GOAL OF THE EXERCISE -
Could you print, word for word, the part of the items below that opens with the line containing "occurrence of green" and closes with the line containing "top-left (745, 225), bottom-right (785, 251)", including both of those lines?

THE INPUT -

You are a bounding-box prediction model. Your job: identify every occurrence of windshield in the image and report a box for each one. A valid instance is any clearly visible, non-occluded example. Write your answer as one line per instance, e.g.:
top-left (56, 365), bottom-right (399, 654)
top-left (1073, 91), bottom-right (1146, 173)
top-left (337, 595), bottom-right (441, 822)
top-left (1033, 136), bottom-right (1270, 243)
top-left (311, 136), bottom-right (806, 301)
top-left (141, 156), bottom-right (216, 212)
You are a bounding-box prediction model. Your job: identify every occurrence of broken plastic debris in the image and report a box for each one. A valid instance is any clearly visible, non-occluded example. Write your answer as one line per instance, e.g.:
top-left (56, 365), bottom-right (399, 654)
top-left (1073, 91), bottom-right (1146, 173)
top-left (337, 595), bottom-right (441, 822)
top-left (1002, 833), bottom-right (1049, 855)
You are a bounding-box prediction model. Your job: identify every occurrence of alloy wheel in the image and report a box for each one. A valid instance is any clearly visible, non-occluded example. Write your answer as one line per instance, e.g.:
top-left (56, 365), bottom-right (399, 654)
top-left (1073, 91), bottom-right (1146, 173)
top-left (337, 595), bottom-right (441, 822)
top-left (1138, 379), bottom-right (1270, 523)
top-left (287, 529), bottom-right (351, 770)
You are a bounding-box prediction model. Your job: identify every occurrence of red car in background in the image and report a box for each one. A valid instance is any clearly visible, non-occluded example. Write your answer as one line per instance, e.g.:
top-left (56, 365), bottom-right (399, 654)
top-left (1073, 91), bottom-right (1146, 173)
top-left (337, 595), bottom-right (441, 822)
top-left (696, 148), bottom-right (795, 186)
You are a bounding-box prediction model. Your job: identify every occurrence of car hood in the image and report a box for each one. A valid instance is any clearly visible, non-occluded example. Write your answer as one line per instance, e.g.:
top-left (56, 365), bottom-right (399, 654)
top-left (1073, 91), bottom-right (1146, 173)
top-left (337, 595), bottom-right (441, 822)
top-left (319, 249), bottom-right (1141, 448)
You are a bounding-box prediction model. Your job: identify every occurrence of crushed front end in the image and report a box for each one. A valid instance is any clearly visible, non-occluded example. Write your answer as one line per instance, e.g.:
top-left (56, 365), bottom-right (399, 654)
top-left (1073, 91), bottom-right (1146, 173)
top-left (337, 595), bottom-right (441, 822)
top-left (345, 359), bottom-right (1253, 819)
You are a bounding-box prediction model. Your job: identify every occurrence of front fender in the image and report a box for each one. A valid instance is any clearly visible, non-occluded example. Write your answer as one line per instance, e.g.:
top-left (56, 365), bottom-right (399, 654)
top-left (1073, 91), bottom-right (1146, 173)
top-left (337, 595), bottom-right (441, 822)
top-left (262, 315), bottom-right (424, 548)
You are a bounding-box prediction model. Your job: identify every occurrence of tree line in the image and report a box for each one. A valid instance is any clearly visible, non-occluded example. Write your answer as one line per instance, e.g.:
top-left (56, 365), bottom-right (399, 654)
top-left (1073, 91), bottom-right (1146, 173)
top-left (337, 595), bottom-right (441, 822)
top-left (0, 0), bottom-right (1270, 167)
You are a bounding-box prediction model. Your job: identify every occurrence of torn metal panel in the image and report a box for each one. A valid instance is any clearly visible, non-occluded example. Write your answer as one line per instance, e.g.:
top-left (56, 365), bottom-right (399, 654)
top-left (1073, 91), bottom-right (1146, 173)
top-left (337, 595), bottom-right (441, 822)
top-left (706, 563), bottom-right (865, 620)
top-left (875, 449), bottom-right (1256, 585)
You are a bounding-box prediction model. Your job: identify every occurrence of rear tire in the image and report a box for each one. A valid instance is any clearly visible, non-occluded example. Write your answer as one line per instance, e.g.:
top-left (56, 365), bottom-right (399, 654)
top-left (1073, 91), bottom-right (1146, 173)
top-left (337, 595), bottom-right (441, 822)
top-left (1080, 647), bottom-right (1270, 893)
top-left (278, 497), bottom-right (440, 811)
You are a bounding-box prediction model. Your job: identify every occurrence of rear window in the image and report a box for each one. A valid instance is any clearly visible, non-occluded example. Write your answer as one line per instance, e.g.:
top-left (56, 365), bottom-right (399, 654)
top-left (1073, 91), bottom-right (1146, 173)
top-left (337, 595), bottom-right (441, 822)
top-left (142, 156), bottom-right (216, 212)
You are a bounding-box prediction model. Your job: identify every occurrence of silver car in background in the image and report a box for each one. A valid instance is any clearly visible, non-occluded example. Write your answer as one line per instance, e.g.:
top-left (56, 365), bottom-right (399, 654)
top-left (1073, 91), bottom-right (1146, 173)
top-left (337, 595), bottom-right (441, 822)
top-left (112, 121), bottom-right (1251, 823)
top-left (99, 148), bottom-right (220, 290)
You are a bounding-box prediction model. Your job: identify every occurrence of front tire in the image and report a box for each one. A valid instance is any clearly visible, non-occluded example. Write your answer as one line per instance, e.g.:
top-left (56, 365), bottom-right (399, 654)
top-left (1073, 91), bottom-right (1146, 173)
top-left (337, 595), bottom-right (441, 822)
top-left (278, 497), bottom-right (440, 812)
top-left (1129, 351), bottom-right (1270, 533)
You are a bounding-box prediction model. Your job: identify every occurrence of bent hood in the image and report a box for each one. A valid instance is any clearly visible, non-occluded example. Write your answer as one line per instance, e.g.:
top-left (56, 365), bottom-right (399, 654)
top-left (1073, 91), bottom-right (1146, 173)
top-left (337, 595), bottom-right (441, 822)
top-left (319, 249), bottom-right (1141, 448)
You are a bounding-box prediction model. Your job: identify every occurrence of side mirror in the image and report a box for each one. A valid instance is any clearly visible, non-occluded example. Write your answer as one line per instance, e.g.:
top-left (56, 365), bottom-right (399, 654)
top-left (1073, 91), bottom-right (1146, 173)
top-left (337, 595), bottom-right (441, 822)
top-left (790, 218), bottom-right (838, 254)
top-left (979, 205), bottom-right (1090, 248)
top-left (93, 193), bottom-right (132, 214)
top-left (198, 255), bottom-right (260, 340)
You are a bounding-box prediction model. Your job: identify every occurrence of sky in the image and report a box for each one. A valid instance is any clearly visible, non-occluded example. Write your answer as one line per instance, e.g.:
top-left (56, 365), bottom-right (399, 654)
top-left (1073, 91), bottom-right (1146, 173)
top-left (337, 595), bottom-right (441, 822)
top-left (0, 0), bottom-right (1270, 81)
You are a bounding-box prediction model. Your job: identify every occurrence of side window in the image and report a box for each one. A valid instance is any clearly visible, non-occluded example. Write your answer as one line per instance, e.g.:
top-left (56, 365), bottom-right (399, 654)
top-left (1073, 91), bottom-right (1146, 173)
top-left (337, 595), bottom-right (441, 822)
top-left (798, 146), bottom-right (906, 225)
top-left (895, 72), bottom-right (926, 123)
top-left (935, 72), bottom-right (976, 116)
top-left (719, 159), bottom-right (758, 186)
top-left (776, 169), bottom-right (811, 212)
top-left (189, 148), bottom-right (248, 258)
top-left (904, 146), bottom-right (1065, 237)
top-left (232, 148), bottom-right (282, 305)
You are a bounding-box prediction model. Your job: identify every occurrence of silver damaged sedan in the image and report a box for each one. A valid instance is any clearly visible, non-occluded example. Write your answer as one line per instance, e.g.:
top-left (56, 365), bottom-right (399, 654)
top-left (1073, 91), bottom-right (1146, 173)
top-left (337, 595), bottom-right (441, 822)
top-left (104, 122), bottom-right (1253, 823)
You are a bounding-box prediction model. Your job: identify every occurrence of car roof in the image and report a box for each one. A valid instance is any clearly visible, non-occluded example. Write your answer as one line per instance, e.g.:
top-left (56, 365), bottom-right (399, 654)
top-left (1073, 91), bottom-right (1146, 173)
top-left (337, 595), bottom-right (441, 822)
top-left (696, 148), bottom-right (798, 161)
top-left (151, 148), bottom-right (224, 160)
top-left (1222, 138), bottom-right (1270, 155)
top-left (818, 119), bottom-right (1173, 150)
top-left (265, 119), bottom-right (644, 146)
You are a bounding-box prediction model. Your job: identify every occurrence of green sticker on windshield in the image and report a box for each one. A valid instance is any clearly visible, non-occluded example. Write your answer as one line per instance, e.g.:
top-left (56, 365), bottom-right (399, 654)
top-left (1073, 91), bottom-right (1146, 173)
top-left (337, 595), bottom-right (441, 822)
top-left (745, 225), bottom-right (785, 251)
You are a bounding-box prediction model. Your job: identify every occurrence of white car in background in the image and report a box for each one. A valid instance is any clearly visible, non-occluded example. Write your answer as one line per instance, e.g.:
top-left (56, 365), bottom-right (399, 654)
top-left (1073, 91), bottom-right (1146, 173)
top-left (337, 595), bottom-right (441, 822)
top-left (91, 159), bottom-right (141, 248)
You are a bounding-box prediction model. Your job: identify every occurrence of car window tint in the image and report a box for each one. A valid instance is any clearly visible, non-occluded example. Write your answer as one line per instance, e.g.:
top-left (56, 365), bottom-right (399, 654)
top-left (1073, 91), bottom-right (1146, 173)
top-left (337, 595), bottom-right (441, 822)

FINISHED ANSWER -
You are a bounding-box prediction model. Your job: identify every occurrence of green sticker on windshield in the image and report a box for each one. A valid instance is any clearly visible, non-occluded example. Write your answer as one line per instance, e.g.:
top-left (56, 365), bottom-right (399, 654)
top-left (1073, 91), bottom-right (1146, 173)
top-left (337, 595), bottom-right (441, 822)
top-left (745, 225), bottom-right (785, 251)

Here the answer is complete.